Given text:
####
# Silver - Investment Potential



## kevcorcoran (25 Jan 2008)

Hi all,

I am wondering about silver as an investment.  I get the feeling the everyone is jumping on the "gold bandwagon" at the minute.  I have a about €50k to invest and I would just like to know if anyone has put money into silver recently and most importantly if you think it is a good idea....


----------



## z106 (25 Jan 2008)

kevcorcoran said:


> Hi all,
> 
> I am wondering about silver as an investment. I get the feeling the everyone is jumping on the "gold bandwagon" at the minute. I have a about €50k to invest and I would just like to know if anyone has put money into silver recently and most importantly if you think it is a good idea....


 
Ya - interestinkg question.

I brought that up in a previous thread before.

My main question is this:
Is there a direct reletionship between gold and silver?
i.e. If gold rises,does silver also rise?

Because if that is the case then silver has some catching up to do as it hasn't risen in line with gold.

Maybe that's being too simplistic though.


----------



## ixus (25 Jan 2008)

Here's an interesting discussion on it :
[broken link removed]

There's a school of thought suggested in the link above that China is keeping it artificially low by taking huge naked short positions.


----------



## ivuernis (25 Jan 2008)

Silver has pretty much risen in line with all other metals in the last few years if you look at the graphs. Kitco (www.kitco.com) is a good resource for checking such data. 

Gold is up past $900 again today I assume on the news that SA has closed its mines due to power shortages there.


----------



## z106 (25 Jan 2008)

ivuernis said:


> Silver has pretty much risen in line with all other metals in the last few years if you look at the graphs. Kitco (www.kitco.com) is a good resource for checking such data.
####
Work instructions: Can you resume the forum thread on silver as an investment from the point where it stops?

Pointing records
####
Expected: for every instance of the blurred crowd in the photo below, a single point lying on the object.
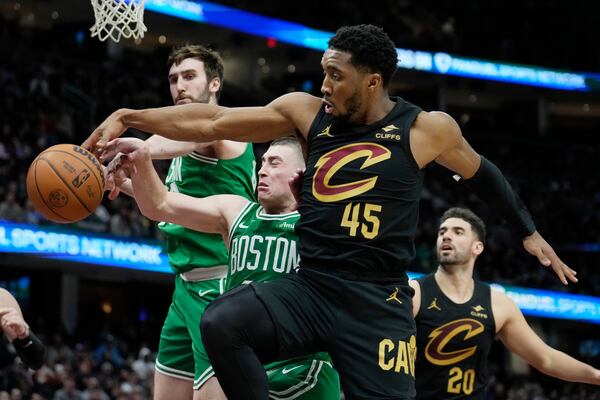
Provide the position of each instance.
(56, 91)
(111, 369)
(107, 370)
(544, 35)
####
Expected output:
> 
> Gold is up past $900 again today I assume on the news that SA has closed its mines due to power shortages there.


 
Ya - gold is comfortably at an all time high at the moment.

Will there be a correction soon i wonder?


----------



## joe sod (25 Jan 2008)

kevcorcoran said:


> Hi all,
> 
> I am wondering about silver as an investment. I get the feeling the everyone is jumping on the "gold bandwagon" at the minute. I have a about €50k to invest and I would just like to know if anyone has put money into silver recently and most importantly if you think it is a good idea....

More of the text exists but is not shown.